Alıştırma yönergeleri:
1. Ruşen Çakır'ın konuşmasını aktaran metne göre Çakır hangi gazetede köşe yazarıdır?
2. Ruşen Çakır'ın konuşmasını aktaran metni kaldığı yerden sürdürün.

Verilen metin:

......

OHO’nun ilk oturumunda Vatan gazetesi köşe yazarı Ruşen Çakır konuştu. Günümüz gazetecilik ve habercilik anlayışına ve medyanın karşılaştığı sorunlara değinen Çakır, sözlerine sektörde hakim olan hissiyatın umutsuzluk ve karamsarlık olduğunu söyleyerek başladı. Medyanın içinde bulunan kıyamet ötesi durumdan yeni bir düzen ortaya çıkacağını umduğunu söyleyen Çakır, “Aslında artık haber odası diye bir şey de yok,” dedi.
Çakır, günümüz gazeteciliğinin en önemli sorununun yönetici konumundaki kişilerin sahip olduğu eski konvansiyonların yeni medya ortamına uyum sağlayamamak olduğunu dile getirdi. Artık yazarların ve muhabirlerin gazete binasına doluşmadığı, mobil olarak bulundukları yerden haber yapabildiği bir dönemde olmamıza rağmen ofislerde bulunmanın hala pek çok yönetici tarafından önemsendiğini söyleyen Çakır’a göre, haber odaları ya da gazete binaları eski önemlerini sadece mobil olma ihtiyacından dolayı yitirmedi. Eskiden sektörde çalışan insanların aynı yerde birlikte bulunarak haberler üzerine kaliteli tartışmalar üreterek birbirlerini geliştirebildiklerine değinen Çakır, artık böyle bir fikir alışverişi olmadığından yakındı.
Belli bir alanda uzmanlık şart
Köşe yazarlığı konusuna da değinen Çakır, Türkiye’de yaygın görüşün çok fazla köşe yazarı olduğunu ve okuyucunun bu kadar fazla köşe yazarına gerçekten ihtiyaç duyulup duyulmadığı konusunda şüpheleri bulunduğunu belirtti. Türkiye’de ihtiyaçtan fazla köşe yazarı olmasından dolayı şikayetler bulunmasına rağmen, Çakır’a göre akan haberleri yorumlayıp sunan, analiz yapan insanların değeri artıyor.

......

Toplanan veri kayıtları:
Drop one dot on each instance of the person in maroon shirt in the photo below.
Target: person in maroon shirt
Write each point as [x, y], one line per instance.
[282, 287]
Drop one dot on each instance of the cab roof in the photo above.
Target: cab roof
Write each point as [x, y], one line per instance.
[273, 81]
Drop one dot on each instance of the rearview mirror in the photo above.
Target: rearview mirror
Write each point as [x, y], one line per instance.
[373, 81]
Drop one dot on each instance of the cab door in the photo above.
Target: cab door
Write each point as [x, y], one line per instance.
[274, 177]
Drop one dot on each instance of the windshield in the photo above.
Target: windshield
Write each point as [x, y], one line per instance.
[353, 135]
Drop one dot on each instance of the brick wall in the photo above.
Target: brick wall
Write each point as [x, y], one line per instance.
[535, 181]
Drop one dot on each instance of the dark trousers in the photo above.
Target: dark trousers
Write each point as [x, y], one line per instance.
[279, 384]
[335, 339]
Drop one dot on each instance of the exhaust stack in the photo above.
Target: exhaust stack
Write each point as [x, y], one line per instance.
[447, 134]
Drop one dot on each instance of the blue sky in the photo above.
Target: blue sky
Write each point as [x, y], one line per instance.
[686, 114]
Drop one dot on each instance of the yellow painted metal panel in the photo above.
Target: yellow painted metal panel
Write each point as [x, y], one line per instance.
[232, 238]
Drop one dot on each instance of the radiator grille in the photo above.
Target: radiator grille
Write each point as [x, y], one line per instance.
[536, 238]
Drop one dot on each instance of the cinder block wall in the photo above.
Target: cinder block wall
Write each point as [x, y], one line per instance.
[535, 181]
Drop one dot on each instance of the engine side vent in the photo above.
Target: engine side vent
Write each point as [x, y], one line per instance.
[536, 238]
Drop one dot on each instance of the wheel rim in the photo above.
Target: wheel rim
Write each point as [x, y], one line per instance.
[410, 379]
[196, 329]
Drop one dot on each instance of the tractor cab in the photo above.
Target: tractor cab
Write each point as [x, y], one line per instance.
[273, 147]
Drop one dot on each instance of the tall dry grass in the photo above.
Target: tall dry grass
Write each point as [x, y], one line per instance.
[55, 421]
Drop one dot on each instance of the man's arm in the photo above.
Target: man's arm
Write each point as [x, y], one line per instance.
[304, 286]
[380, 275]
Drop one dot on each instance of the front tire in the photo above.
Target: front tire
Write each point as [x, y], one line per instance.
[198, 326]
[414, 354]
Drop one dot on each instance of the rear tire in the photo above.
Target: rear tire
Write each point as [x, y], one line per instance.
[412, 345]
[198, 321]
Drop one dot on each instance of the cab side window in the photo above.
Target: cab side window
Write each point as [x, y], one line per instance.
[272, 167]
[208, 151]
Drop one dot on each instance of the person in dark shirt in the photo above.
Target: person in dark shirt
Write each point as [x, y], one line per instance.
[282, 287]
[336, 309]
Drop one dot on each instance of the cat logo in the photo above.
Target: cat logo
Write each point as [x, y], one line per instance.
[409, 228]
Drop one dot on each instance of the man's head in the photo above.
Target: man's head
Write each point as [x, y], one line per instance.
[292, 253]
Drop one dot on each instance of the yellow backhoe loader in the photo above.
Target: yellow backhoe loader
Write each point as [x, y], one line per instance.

......

Cevaplar:
1. Vatan gazetesi.

2.
Bilgi akışının çok daha hızlı ve yoğun olduğu, bilgiye ulaşımın bu kadar kolay olduğu bir dönemde Çakır’a göre köşe yazarı konumundaki kişilerin görevi önem kazanıyor. Çakır’a göre köşe yazarlarına kötü bakılmasının sebebi bu kişilerin her konuda konuşuyor olmaları. Bu konuda Çakır, Lice’de yaşanan olayı örnek verdi. “Türkiye’de medyanın en çok ihtiyacı olan şey, Lice’deki yerel bir muhabirden neler olduğunu dinlemekten çok, bu olayın barış sürecine etkisi ne olacak, BDP’nin tavrı ne olacak gibi konularda nitelikli yorum yapacak insan.”
“Türkiye’de şu anda büyük bir bilgi açlığı ve ihtiyaç var. Lice’de bir şey olduğunu duyunca televizyon, internet başına geçip beklemeye başlayan insanlar hiçbir şey göremeyince hayal kırıklığına uğruyor.”
Medyada güçlü bir şekilde var olmak için Türkiye’deki belli başlı konulara çok iyi hakim olmak gerektiğini söyleyen Çakır’a göre, gazeteci adaylarının kendilerini belli bir konuda kapsamlı bir şekilde eğitmeleri ve uzmanlık alanı geliştirmeleri şart.
“Örneğin, Türkiye’deki gayrimüslimlerin sorunları üzerine çalışarak ölene kadar gazetecilik yapabilirsiniz.”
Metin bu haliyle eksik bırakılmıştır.